Dê sequência ao texto sobre Marina e o Movimento de Educação de Base, começando logo depois da última frase dele.

*TEXTO DE ESTUDO:*
========

Marina também participou do Movimento de Educação de Base – MEB, criado por Dom Távora, do qual foi secretária geral. “Esse foi um projeto fabuloso e beneficiou o Nordeste, Amazonas e Centro-Oeste”, lembra. O MEB constituía-se em um programa de educação por meio do rádio. “Essa atividade foi se aperfeiçoando e chegamos a oferecer aulas de alfabetização e fixação de linguagem. Num segundo momento, se verificava se as pessoas aprendiam a ler e a dar sua opinião sobre algum assunto. A ideia não era criar uma escola de mudos; queríamos que as pessoas aprendessem a falar, a conhecer seus direitos e responsabilidades”, menciona.
Na entrevista a seguir, concedida à IHU On-Line por telefone, Marina comenta que os bispos divergiam sobre o MEB e “queriam que o rádio servisse apenas para ensinar a Ave Maria e, por esse motivo, havia também um ‘choque’ entre alguns bispos e Dom Távora”. Marina lembra também que a perseguição a Dom Távora na ditadura militar “foi algo vergonhoso. (…) Na ocasião, ele já estava doente e o então governador do Sergipe, Seixas Dória, seu amigo, havia sido destituído pelos militares e preso. Sei que foi um momento de sofrimento muito grande para Dom Távora e ele pouco pode fazer para libertar seus colegas que estavam presos”. Confira a entrevista.

========

*ITENS EXIBIDOS:*
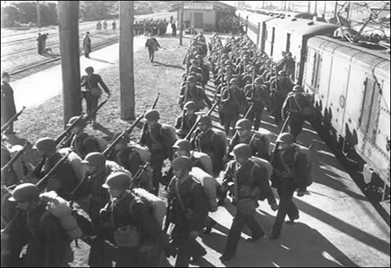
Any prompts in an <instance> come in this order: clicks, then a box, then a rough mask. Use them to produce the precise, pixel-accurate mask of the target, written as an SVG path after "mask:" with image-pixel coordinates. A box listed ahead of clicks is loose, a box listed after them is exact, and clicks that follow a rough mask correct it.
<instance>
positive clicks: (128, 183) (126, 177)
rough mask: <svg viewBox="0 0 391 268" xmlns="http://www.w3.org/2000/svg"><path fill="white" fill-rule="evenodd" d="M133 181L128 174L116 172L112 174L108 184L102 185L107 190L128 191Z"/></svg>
mask: <svg viewBox="0 0 391 268" xmlns="http://www.w3.org/2000/svg"><path fill="white" fill-rule="evenodd" d="M130 182H131V179H130V178H129V176H128V175H126V173H123V172H114V173H111V174H110V175H109V176H108V177H107V178H106V182H105V183H104V184H103V185H102V187H103V188H106V189H109V188H110V189H118V190H120V189H128V188H129V186H130Z"/></svg>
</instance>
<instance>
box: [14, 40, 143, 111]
mask: <svg viewBox="0 0 391 268" xmlns="http://www.w3.org/2000/svg"><path fill="white" fill-rule="evenodd" d="M145 41H146V37H144V36H140V37H135V38H134V51H137V50H139V49H141V48H143V47H144V45H145ZM118 61H119V44H118V43H117V44H114V45H111V46H108V47H106V48H103V49H100V50H97V51H93V52H92V53H91V54H90V58H89V59H87V58H85V57H84V56H82V57H80V72H81V74H82V75H84V74H85V72H84V69H85V68H86V67H88V66H92V67H93V68H94V70H95V73H96V74H100V75H101V76H102V78H103V81H105V75H104V70H105V69H106V68H108V67H111V66H115V65H118ZM11 79H12V78H11ZM11 86H12V88H13V89H14V98H15V105H16V109H17V110H18V111H19V110H21V109H22V107H23V106H26V108H32V107H35V106H38V105H40V104H42V103H44V102H45V101H47V100H48V99H50V98H53V97H55V96H57V95H58V94H60V93H61V92H62V75H61V64H60V63H59V65H57V66H55V67H52V68H49V69H46V70H44V71H41V72H38V73H35V74H33V75H30V76H28V77H25V78H22V79H20V80H16V81H12V80H11Z"/></svg>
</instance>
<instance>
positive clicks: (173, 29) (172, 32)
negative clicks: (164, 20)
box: [171, 21, 176, 36]
mask: <svg viewBox="0 0 391 268" xmlns="http://www.w3.org/2000/svg"><path fill="white" fill-rule="evenodd" d="M171 29H172V36H176V25H175V21H174V22H172V23H171Z"/></svg>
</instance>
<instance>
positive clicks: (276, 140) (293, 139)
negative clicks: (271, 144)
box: [276, 132, 294, 144]
mask: <svg viewBox="0 0 391 268" xmlns="http://www.w3.org/2000/svg"><path fill="white" fill-rule="evenodd" d="M276 142H280V143H288V144H292V143H293V142H294V139H293V136H292V134H291V133H288V132H284V133H281V134H280V135H279V136H278V138H277V140H276Z"/></svg>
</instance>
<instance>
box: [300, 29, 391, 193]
mask: <svg viewBox="0 0 391 268" xmlns="http://www.w3.org/2000/svg"><path fill="white" fill-rule="evenodd" d="M307 55H308V56H307V62H306V67H305V72H304V80H303V86H304V88H305V90H306V91H307V92H309V93H311V94H313V95H314V101H315V106H316V107H317V108H318V109H319V110H320V111H321V113H322V115H323V117H324V120H325V122H326V124H329V125H330V127H331V128H332V130H333V132H334V133H335V135H336V136H335V137H336V138H337V140H341V141H342V145H343V149H346V148H349V147H351V148H354V149H355V151H356V152H357V153H358V154H359V155H360V157H361V158H362V159H363V160H364V161H365V162H366V164H365V166H364V172H363V174H364V179H365V181H366V182H367V183H368V182H369V181H370V179H371V177H372V176H373V174H374V173H375V174H376V175H378V176H379V177H380V178H381V179H382V180H383V181H384V187H385V188H386V187H388V189H389V187H390V182H389V178H390V151H389V146H390V54H389V53H388V52H386V51H385V50H384V49H383V50H376V49H368V48H365V47H360V46H359V45H355V44H351V43H349V42H343V41H340V40H338V39H336V38H332V37H327V36H316V37H313V38H310V39H309V40H308V54H307ZM384 190H386V189H384ZM384 192H386V191H384ZM383 198H384V196H383Z"/></svg>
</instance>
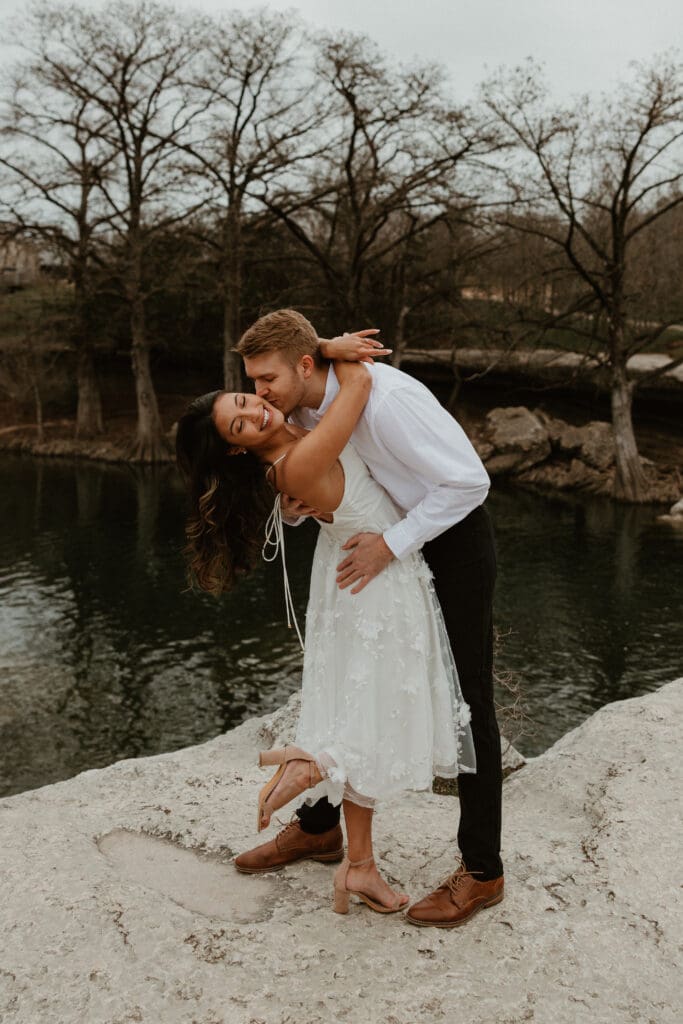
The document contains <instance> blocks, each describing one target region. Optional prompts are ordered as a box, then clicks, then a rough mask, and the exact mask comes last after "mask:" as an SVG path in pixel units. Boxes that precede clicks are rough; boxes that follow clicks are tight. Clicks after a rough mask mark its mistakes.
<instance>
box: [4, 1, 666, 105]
mask: <svg viewBox="0 0 683 1024" xmlns="http://www.w3.org/2000/svg"><path fill="white" fill-rule="evenodd" d="M86 4H87V6H90V7H97V6H99V5H100V3H99V0H86ZM27 6H28V3H27V0H0V11H1V12H2V13H3V14H11V13H17V12H22V11H23V10H26V8H27ZM177 6H179V7H186V8H195V9H197V8H202V9H205V10H212V11H217V10H224V9H227V8H230V7H238V8H241V9H245V10H254V9H255V8H256V7H258V6H259V5H255V4H254V3H253V2H243V0H232V2H230V0H195V2H189V0H188V2H185V0H179V2H178V3H177ZM264 6H268V7H271V8H274V9H278V10H287V9H294V10H298V11H299V13H300V14H301V16H302V18H303V19H304V20H306V22H307V23H308V24H309V25H312V26H319V27H321V28H324V29H335V28H344V29H347V30H350V31H353V32H360V33H366V34H367V35H369V36H372V37H373V38H374V39H375V40H376V41H377V42H378V43H379V44H380V45H381V47H382V48H383V49H384V50H385V51H386V52H387V53H389V54H391V55H392V56H395V57H396V58H397V59H398V60H401V61H403V60H411V59H412V58H414V57H418V58H421V59H428V60H437V61H439V62H441V63H442V65H444V66H445V67H446V69H447V71H449V72H450V75H451V77H452V81H453V83H454V86H455V90H456V94H457V95H458V96H459V97H460V98H461V99H464V98H466V97H467V96H469V95H471V94H472V93H473V92H474V90H475V89H476V86H477V83H478V82H480V81H481V80H482V79H483V78H484V77H485V75H486V71H487V70H492V71H493V70H495V69H496V68H498V67H499V66H501V65H515V63H518V62H519V61H521V60H523V59H524V58H525V57H526V56H529V55H530V56H533V57H536V58H537V59H538V60H540V61H542V62H544V63H545V65H546V70H547V75H548V79H549V82H550V85H551V89H552V92H553V93H554V94H555V96H556V97H557V98H561V99H564V98H567V97H568V96H570V95H571V94H573V93H583V92H586V91H589V92H599V91H602V90H609V89H610V88H611V86H612V85H613V84H614V83H615V82H617V81H618V80H620V78H624V77H627V76H628V66H629V61H631V60H643V59H645V60H649V59H650V58H652V57H653V56H655V55H656V54H659V53H661V52H664V51H665V50H667V49H668V48H671V47H672V46H673V45H678V46H679V47H680V46H681V45H683V2H682V0H294V2H291V0H290V2H287V0H283V2H281V0H271V2H270V3H267V4H265V5H264ZM5 52H6V51H5Z"/></svg>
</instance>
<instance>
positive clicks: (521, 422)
mask: <svg viewBox="0 0 683 1024" xmlns="http://www.w3.org/2000/svg"><path fill="white" fill-rule="evenodd" d="M483 439H484V442H486V443H487V444H488V445H489V453H488V454H487V456H486V457H485V463H486V469H487V471H488V473H489V474H490V475H492V476H498V475H500V474H503V473H511V472H515V473H520V472H522V471H523V470H524V469H528V468H529V467H530V466H533V465H536V463H538V462H544V461H545V460H546V459H547V458H548V456H549V455H550V451H551V449H550V440H549V437H548V431H547V430H546V428H545V426H544V425H543V423H542V422H541V420H540V419H539V418H538V417H537V416H535V415H533V413H531V412H530V411H529V410H528V409H526V408H525V407H524V406H514V407H510V408H504V409H492V411H490V412H489V413H487V414H486V420H485V425H484V429H483Z"/></svg>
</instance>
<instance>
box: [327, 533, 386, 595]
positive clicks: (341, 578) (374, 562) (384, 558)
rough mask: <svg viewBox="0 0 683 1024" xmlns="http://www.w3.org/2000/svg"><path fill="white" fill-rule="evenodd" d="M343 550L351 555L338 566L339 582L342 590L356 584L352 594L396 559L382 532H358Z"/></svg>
mask: <svg viewBox="0 0 683 1024" xmlns="http://www.w3.org/2000/svg"><path fill="white" fill-rule="evenodd" d="M342 551H348V552H349V555H348V556H347V557H346V558H345V559H344V561H343V562H340V563H339V565H338V566H337V572H338V575H337V583H338V585H339V589H340V590H344V589H345V588H346V587H350V586H351V585H352V584H356V586H355V587H353V590H352V591H351V593H352V594H359V593H360V591H361V590H362V589H364V587H367V586H368V584H369V583H370V581H371V580H374V579H375V577H376V575H379V573H380V572H381V571H382V569H383V568H386V566H387V565H388V564H389V562H391V561H393V559H394V554H393V552H392V551H391V549H390V548H389V547H388V545H387V544H386V542H385V540H384V538H383V537H382V535H381V534H356V535H355V536H354V537H351V538H349V540H348V541H347V542H346V544H344V545H343V546H342Z"/></svg>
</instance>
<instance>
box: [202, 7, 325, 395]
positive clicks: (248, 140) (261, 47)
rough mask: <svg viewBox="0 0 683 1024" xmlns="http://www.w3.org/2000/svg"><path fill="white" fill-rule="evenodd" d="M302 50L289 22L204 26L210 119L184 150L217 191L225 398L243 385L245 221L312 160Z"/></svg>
mask: <svg viewBox="0 0 683 1024" xmlns="http://www.w3.org/2000/svg"><path fill="white" fill-rule="evenodd" d="M302 50H303V39H302V33H301V30H300V29H299V27H298V25H297V24H296V23H295V22H293V20H292V16H291V14H288V15H282V14H276V13H269V12H261V14H260V16H259V17H258V18H255V17H253V16H252V15H245V14H243V13H241V12H239V11H230V12H229V13H227V14H225V15H224V16H223V17H222V18H219V19H217V20H214V19H207V20H206V22H205V23H204V39H203V46H202V49H201V51H200V55H199V59H198V62H197V68H196V70H195V72H194V79H193V84H194V86H195V87H196V89H197V92H198V95H199V97H200V101H201V102H202V104H203V105H205V106H206V114H205V116H204V117H203V118H202V121H201V128H200V129H199V130H198V131H196V132H195V135H196V136H198V137H196V139H195V140H193V141H188V142H186V143H185V145H184V150H185V152H186V153H187V154H188V155H189V156H190V157H191V158H193V160H194V161H195V174H196V175H201V178H202V182H201V186H202V187H204V186H205V185H206V184H207V183H208V184H210V185H211V186H212V187H213V198H212V199H213V201H212V206H211V209H212V213H213V214H214V218H215V220H214V221H213V224H212V226H213V227H214V229H213V230H212V231H211V232H210V233H206V234H205V236H204V241H205V243H206V244H207V245H208V246H209V247H210V249H211V250H213V252H214V253H215V257H216V259H217V262H218V265H219V287H220V293H221V297H222V304H223V379H224V386H225V388H226V389H227V390H239V389H240V388H241V387H242V360H241V359H240V357H239V355H238V354H237V353H236V352H233V351H232V349H233V347H234V345H236V344H237V342H238V340H239V338H240V334H241V329H242V324H241V310H242V290H243V272H244V271H243V267H244V240H243V225H244V220H245V215H246V213H247V211H251V215H252V219H253V216H254V211H255V210H256V209H258V206H257V204H256V203H255V200H258V197H259V196H260V195H261V194H262V191H263V189H264V188H267V187H268V185H270V184H271V183H272V182H273V181H274V180H276V179H282V177H283V176H284V175H287V174H288V172H290V171H291V169H292V167H293V165H294V164H295V163H296V162H297V161H301V160H305V159H309V158H310V156H311V154H312V150H311V146H313V147H314V144H315V143H314V141H313V140H312V137H311V134H312V130H313V129H314V128H315V127H317V126H319V124H321V121H322V117H323V115H322V114H321V112H319V110H317V109H316V108H315V106H314V104H313V103H312V101H311V90H310V82H309V81H308V80H309V78H310V76H309V74H308V73H307V72H306V70H305V68H304V67H303V65H302V60H301V57H302ZM308 142H310V144H309V145H307V144H306V143H308ZM190 171H191V169H190Z"/></svg>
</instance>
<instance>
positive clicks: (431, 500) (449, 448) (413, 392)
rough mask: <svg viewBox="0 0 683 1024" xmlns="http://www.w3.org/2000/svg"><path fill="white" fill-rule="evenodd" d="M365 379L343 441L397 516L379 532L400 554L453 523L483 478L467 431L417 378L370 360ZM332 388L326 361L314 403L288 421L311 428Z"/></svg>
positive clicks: (428, 538) (401, 553) (307, 427)
mask: <svg viewBox="0 0 683 1024" xmlns="http://www.w3.org/2000/svg"><path fill="white" fill-rule="evenodd" d="M368 369H369V370H370V372H371V373H372V376H373V386H372V390H371V392H370V397H369V399H368V403H367V406H366V408H365V410H364V412H362V415H361V417H360V419H359V420H358V423H357V424H356V427H355V429H354V431H353V433H352V434H351V441H352V443H353V446H354V447H355V450H356V452H357V453H358V455H359V456H360V458H361V459H362V460H364V462H365V463H366V464H367V466H368V468H369V469H370V472H371V473H372V474H373V476H374V477H375V479H376V480H377V481H378V482H379V483H381V484H382V486H383V487H384V489H385V490H387V492H388V493H389V495H390V496H391V498H392V499H393V501H394V503H395V504H396V505H397V506H398V508H399V509H400V510H401V511H402V512H403V513H404V518H403V519H401V520H400V522H397V523H396V524H395V525H394V526H390V527H389V529H387V530H386V531H385V532H384V535H383V536H384V540H385V542H386V544H387V545H388V547H389V548H390V549H391V551H392V552H393V554H394V555H395V556H396V558H404V557H405V556H407V555H410V554H412V553H413V552H414V551H417V550H418V549H419V548H421V547H422V545H423V544H426V542H427V541H431V540H433V539H434V538H435V537H438V536H439V534H442V532H443V531H444V530H446V529H447V528H449V527H450V526H453V525H454V524H455V523H457V522H460V520H461V519H464V518H465V516H466V515H469V513H470V512H472V510H473V509H475V508H477V507H478V506H479V505H481V503H482V502H483V501H484V499H485V497H486V495H487V494H488V488H489V486H490V480H489V479H488V474H487V473H486V470H485V469H484V467H483V464H482V463H481V460H480V459H479V456H478V455H477V454H476V452H475V451H474V449H473V446H472V444H471V442H470V440H469V438H468V437H467V434H466V433H465V431H464V430H463V428H462V427H461V426H460V424H459V423H457V422H456V420H454V418H453V417H452V416H451V414H450V413H447V412H446V411H445V410H444V409H443V408H442V406H440V404H439V402H438V401H437V399H436V398H435V397H434V395H433V394H432V393H431V391H429V390H428V389H427V388H426V387H425V386H424V384H421V383H420V382H419V381H417V380H415V378H414V377H410V376H409V375H408V374H404V373H402V372H401V371H400V370H395V369H394V368H393V367H388V366H385V365H384V364H382V362H376V364H375V365H373V366H371V365H368ZM338 391H339V382H338V381H337V377H336V374H335V372H334V367H333V366H332V365H331V366H330V370H329V372H328V380H327V385H326V389H325V397H324V399H323V401H322V403H321V406H319V408H318V409H315V410H313V409H297V410H295V412H294V414H293V415H292V420H293V422H295V423H298V424H299V425H300V426H302V427H306V428H307V429H309V430H310V429H312V428H313V427H314V426H315V424H316V423H317V422H318V421H319V419H321V418H322V416H323V415H324V413H325V411H326V410H327V409H328V408H329V406H330V404H331V402H332V401H333V399H334V397H335V395H336V394H337V392H338Z"/></svg>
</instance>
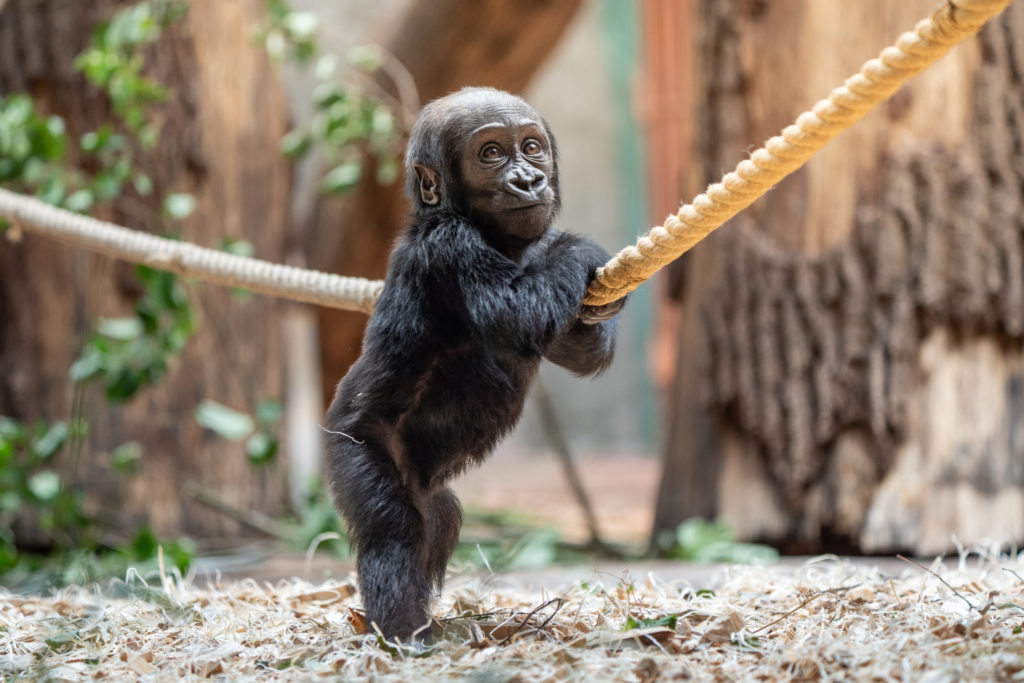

========

*RESPOSTA DO EXERCÍCIO:*
IHU On-Line – Por quais motivos Dom José Vicente Távora foi transferido de Pernambuco para o Rio de Janeiro? Em que contexto se deu sua transferência?
Marina Bandeira – Dom Távora nasceu em Orobó, no interior de Pernambuco. Depois que foi ordenado padre, rapidamente se destacou em Pernambuco como uma pessoa interessada nos problemas dos operários. Em função disso, ele passou a ser responsável pelos Círculos Operários e promoveu um grande seminário em Goiana, na fronteira de Pernambuco com a Paraíba. O evento foi um sucesso e a partir desse momento ele se projetou como o padre que se entendia com os trabalhadores.
Por volta de 1950, o arcebispo do Rio de Janeiro, Dom Jaime Câmara, pediu às autoridades competentes que Dom Távora fosse transferido para o Rio de Janeiro. Na ocasião, Dom Jaime solicitou que ele desenvolvesse um trabalho com os Círculos Operários e com a área social da arquidiocese do Rio de Janeiro. Neste momento, começou a se organizar a Ação Católica Brasileira e, em seguida, Dom Távora organizou a Juventude Operária Católica – JOC, promovendo uma série de ações como, por exemplo, o primeiro levantamento sério das favelas que então existiam na cidade do Rio de Janeiro. A partir dos resultados dessa pesquisa feita em parceria com o pessoal da JOC e com os operários, ele instituiu a Fundação Leão XIII, para a Igreja estimular autoridades públicas a atuarem nas favelas existentes. Ele também criou a Ação Social Arquidiocesana – ASA, que promovia campeonatos de futebol e uma série de atividades de apoio ao trabalhador.
Na época, não existiam comunidades nas favelas como existem hoje, mas somente paróquias próximas a elas. Ele tentava aproximar as entidades religiosas com as favelas, mas principalmente incentivava uma pastoral aberta, fosse católica ou não.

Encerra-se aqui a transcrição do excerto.